- **SHORT TASK A**
Quote, word for word, the passage of the forum post on probability that starts with "(3*2)/(10C2)" and goes on through "in this scenario?".

- **EXCERPT TO READ**

I'm working on my last weak area before I am going to take the GMAT: PROBABILITY AND COMBINATORICS. So I apologize in advance if some of the questions I'm going to ask you guys are too easy.

QST: In a box with 10 blocks, 3 of which are red, what is the probability of picking a red block on each of your first two tries? Assume that you do NOT replace the first block after you have picked it.

ANS: I'm aware of the traditional way to solve problems like this (probability trees). By doing so, the answer is 3/10 * 2/9 = 1/15. Pretty straight forward.

Now, I want to also be able to solve this kind of problem with a counting method (combinatorics). So I thought I can solve it like this:

(3*2)/(10C2)

Unfortunately, I get the wrong result (2/15). This is double the OA (1/15). Any idea how to use the combination formula correctly in this scenario?

- **RECORDS TO PROCESS**
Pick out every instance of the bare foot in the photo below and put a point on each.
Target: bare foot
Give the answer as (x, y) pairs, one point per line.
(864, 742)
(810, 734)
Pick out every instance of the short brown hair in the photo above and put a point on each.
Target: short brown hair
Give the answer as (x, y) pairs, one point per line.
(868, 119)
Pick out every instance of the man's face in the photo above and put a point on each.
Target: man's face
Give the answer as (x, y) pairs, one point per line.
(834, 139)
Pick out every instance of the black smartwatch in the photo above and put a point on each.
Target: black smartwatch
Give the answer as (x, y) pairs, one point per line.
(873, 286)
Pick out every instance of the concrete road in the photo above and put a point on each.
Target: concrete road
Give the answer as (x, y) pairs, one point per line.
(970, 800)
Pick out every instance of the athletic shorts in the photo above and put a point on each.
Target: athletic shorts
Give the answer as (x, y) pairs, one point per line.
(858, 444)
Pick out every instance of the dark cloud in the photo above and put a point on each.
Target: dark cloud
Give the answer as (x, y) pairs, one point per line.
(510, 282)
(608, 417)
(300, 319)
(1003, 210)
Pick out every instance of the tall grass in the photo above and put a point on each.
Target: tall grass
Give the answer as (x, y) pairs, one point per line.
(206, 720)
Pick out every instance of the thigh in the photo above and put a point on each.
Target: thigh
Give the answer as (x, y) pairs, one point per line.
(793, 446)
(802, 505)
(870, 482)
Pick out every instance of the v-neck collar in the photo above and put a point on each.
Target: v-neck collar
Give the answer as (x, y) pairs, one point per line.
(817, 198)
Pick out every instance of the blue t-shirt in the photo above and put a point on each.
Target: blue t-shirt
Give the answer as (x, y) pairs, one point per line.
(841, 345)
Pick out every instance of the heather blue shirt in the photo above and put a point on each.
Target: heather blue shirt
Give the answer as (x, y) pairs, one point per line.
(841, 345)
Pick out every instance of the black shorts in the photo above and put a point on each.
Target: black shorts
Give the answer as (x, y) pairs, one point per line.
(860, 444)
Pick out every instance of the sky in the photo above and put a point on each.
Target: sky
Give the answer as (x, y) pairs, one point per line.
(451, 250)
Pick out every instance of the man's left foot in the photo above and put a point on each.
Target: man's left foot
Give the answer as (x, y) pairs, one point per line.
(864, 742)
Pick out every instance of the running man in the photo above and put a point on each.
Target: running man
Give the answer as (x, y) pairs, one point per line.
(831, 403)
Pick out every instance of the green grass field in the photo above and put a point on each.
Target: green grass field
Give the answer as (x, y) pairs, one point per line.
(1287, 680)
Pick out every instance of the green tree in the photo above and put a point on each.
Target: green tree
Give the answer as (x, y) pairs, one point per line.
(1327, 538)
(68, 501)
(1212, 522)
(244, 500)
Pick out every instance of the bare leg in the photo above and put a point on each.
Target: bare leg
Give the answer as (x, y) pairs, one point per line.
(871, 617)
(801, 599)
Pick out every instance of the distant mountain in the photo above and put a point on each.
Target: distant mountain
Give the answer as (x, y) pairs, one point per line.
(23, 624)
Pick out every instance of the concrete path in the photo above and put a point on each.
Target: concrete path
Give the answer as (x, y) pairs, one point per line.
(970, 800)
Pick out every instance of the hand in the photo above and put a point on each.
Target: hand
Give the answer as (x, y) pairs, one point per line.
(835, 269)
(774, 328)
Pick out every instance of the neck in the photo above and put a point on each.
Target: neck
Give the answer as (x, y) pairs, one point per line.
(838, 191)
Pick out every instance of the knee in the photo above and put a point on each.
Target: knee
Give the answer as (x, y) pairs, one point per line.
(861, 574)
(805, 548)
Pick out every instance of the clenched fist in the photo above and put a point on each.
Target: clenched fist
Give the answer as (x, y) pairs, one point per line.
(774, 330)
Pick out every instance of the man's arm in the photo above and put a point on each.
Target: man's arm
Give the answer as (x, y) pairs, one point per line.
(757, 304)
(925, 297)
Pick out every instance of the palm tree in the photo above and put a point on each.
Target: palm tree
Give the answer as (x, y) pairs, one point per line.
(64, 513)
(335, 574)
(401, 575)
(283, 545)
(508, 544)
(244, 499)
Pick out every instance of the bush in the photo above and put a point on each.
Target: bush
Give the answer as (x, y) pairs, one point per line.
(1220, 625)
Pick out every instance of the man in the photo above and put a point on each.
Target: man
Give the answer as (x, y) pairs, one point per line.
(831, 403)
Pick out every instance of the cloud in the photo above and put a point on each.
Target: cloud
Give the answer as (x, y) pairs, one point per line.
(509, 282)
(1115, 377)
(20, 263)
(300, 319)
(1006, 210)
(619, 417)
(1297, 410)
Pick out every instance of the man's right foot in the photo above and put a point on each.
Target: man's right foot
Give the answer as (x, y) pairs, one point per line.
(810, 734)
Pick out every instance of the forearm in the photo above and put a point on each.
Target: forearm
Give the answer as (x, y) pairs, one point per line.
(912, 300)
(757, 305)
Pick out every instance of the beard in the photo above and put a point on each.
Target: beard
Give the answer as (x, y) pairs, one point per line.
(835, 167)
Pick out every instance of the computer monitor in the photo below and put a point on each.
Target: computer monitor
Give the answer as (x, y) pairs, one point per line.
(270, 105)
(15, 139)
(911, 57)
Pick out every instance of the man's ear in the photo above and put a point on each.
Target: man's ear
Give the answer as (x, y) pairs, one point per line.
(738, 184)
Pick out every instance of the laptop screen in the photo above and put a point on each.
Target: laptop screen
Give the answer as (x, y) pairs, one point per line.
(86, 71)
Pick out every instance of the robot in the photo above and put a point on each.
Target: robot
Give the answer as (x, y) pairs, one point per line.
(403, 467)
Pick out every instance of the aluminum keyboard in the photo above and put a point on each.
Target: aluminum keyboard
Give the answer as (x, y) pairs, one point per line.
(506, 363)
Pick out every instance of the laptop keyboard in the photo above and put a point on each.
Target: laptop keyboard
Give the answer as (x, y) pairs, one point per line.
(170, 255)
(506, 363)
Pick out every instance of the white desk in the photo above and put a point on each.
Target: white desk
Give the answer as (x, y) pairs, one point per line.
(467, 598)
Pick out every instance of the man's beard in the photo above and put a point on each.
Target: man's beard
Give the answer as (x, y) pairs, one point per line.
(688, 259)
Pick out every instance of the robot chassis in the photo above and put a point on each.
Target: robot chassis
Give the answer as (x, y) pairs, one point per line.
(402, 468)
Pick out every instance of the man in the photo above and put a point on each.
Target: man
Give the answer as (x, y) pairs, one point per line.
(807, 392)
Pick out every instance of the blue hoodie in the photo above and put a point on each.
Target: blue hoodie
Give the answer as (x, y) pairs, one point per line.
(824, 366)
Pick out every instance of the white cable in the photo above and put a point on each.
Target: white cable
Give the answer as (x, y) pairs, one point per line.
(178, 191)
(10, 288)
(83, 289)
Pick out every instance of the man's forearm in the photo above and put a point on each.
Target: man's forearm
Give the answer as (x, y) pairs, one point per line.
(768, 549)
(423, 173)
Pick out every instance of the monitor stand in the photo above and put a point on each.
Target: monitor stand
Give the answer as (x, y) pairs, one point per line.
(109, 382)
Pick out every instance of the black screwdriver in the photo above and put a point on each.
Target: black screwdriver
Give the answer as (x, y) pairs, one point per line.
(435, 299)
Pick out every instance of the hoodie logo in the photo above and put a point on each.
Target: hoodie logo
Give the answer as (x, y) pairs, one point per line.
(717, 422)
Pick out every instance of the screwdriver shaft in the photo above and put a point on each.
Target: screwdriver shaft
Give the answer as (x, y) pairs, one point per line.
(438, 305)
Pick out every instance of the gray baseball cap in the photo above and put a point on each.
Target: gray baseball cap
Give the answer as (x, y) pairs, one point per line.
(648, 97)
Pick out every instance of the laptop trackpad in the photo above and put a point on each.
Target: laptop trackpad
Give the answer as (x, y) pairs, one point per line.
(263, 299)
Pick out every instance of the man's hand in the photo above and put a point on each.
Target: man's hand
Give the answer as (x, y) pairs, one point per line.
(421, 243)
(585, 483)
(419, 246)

- **SHORT TASK B**
Print the rows starting with the line that contains "Pick out every instance of the man's left" and going on through the line that contains "(1287, 680)", both lines included, reproducing them exactly and nothing else.

- **FULL ANSWER A**
(3*2)/(10C2)

Unfortunately, I get the wrong result (2/15). This is double the OA (1/15). Any idea how to use the combination formula correctly in this scenario?

- **FULL ANSWER B**
Pick out every instance of the man's left foot in the photo above and put a point on each.
Target: man's left foot
Give the answer as (x, y) pairs, one point per line.
(864, 742)
Pick out every instance of the running man in the photo above and put a point on each.
Target: running man
Give the answer as (x, y) pairs, one point per line.
(831, 403)
Pick out every instance of the green grass field in the photo above and put a point on each.
Target: green grass field
Give the answer as (x, y) pairs, one point per line.
(1287, 680)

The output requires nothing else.